> [About this task]: Report each line from the data below that holds the word "glass".

(Supplied records)

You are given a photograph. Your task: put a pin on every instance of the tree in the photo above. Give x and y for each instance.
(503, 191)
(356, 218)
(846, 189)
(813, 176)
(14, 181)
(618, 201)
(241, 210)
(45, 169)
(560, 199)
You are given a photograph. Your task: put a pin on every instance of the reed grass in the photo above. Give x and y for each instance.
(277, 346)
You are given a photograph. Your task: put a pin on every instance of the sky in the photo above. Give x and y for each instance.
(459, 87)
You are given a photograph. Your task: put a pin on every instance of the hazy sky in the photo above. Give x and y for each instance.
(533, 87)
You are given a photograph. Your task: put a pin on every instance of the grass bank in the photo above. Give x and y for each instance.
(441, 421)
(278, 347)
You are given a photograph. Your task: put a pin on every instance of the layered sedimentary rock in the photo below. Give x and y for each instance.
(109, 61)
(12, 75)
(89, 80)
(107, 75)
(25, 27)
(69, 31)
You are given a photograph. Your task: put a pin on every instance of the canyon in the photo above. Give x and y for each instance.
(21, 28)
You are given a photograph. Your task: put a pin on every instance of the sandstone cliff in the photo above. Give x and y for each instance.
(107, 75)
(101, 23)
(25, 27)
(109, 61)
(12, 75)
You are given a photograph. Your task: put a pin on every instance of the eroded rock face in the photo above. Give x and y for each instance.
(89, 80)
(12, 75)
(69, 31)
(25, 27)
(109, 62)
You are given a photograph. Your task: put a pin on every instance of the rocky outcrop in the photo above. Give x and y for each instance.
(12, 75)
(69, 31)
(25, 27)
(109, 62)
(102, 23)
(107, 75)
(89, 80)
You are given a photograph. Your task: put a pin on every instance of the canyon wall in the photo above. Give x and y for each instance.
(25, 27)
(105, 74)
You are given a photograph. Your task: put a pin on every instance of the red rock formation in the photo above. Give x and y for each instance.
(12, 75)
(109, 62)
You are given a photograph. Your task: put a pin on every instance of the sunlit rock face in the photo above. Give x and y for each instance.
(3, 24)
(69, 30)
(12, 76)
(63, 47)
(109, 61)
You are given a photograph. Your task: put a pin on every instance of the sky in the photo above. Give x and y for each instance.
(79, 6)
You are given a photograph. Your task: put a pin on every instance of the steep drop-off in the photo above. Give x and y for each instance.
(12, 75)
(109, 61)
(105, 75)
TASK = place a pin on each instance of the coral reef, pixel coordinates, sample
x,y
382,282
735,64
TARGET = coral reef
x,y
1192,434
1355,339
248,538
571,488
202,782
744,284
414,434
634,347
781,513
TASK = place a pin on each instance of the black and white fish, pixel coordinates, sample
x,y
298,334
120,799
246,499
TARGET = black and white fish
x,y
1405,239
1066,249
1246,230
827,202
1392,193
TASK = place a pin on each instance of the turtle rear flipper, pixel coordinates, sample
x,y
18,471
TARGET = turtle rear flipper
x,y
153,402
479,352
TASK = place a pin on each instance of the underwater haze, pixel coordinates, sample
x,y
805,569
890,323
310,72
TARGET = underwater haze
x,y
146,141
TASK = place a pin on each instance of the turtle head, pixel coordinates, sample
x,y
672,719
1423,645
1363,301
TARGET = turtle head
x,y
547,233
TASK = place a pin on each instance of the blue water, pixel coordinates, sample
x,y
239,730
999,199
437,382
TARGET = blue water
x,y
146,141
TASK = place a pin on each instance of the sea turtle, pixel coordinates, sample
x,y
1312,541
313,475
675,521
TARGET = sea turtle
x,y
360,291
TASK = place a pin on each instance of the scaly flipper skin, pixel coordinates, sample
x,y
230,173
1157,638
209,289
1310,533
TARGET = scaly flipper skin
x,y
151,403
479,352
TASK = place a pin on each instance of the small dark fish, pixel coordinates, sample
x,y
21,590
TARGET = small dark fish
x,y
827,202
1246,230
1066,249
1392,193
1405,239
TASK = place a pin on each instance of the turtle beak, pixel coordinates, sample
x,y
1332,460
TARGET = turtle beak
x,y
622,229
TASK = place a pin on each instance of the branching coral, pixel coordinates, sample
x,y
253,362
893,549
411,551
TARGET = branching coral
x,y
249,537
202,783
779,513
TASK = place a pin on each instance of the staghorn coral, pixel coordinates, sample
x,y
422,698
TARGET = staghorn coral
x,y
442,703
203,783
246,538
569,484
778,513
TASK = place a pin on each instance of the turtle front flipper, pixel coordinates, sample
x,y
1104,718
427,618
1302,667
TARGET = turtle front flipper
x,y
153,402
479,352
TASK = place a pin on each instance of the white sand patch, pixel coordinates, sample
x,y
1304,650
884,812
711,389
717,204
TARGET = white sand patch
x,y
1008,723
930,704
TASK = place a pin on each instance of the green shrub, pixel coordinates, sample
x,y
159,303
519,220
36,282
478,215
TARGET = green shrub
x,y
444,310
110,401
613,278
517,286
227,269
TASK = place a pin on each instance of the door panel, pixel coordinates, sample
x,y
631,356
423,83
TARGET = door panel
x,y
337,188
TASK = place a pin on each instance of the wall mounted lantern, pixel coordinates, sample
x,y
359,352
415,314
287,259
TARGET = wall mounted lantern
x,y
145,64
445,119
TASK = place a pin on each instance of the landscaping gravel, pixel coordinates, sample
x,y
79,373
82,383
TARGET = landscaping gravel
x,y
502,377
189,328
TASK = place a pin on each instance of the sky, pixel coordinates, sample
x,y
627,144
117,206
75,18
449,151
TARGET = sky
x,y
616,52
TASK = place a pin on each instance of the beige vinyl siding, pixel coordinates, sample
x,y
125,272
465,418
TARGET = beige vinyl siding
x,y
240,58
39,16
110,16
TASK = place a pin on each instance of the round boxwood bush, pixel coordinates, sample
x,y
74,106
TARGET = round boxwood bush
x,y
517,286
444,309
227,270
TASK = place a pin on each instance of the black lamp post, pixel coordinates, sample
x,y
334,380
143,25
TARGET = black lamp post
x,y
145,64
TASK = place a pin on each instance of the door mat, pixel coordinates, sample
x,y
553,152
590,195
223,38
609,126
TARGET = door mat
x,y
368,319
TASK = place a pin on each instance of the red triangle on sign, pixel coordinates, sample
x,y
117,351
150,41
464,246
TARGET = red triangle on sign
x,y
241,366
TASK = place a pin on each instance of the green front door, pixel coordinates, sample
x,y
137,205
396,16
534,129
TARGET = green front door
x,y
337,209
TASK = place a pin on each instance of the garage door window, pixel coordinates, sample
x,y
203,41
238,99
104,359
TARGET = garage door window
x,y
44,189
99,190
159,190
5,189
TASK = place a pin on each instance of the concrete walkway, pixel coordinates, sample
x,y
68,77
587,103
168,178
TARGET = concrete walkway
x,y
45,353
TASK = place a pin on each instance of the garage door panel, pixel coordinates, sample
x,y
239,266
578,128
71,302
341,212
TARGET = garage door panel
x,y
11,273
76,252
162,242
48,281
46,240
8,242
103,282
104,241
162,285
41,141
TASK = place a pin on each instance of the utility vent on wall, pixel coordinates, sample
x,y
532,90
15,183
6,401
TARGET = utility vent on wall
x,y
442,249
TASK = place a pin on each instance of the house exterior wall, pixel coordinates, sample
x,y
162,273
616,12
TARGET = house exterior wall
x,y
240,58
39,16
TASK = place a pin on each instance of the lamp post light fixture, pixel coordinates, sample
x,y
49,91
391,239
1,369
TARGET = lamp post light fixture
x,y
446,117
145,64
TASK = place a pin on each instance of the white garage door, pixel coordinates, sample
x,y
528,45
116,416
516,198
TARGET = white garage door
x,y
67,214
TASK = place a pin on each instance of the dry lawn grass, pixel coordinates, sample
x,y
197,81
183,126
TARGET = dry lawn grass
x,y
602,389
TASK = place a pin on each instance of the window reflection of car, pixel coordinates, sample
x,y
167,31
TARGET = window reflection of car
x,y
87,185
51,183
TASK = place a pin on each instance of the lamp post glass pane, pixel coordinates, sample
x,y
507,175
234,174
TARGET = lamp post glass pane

(End Supplied records)

> [Result of this exercise]:
TASK = place a pin on each instance of the lamp post glass pane, pixel coordinates, sample
TARGET = lamp post glass pane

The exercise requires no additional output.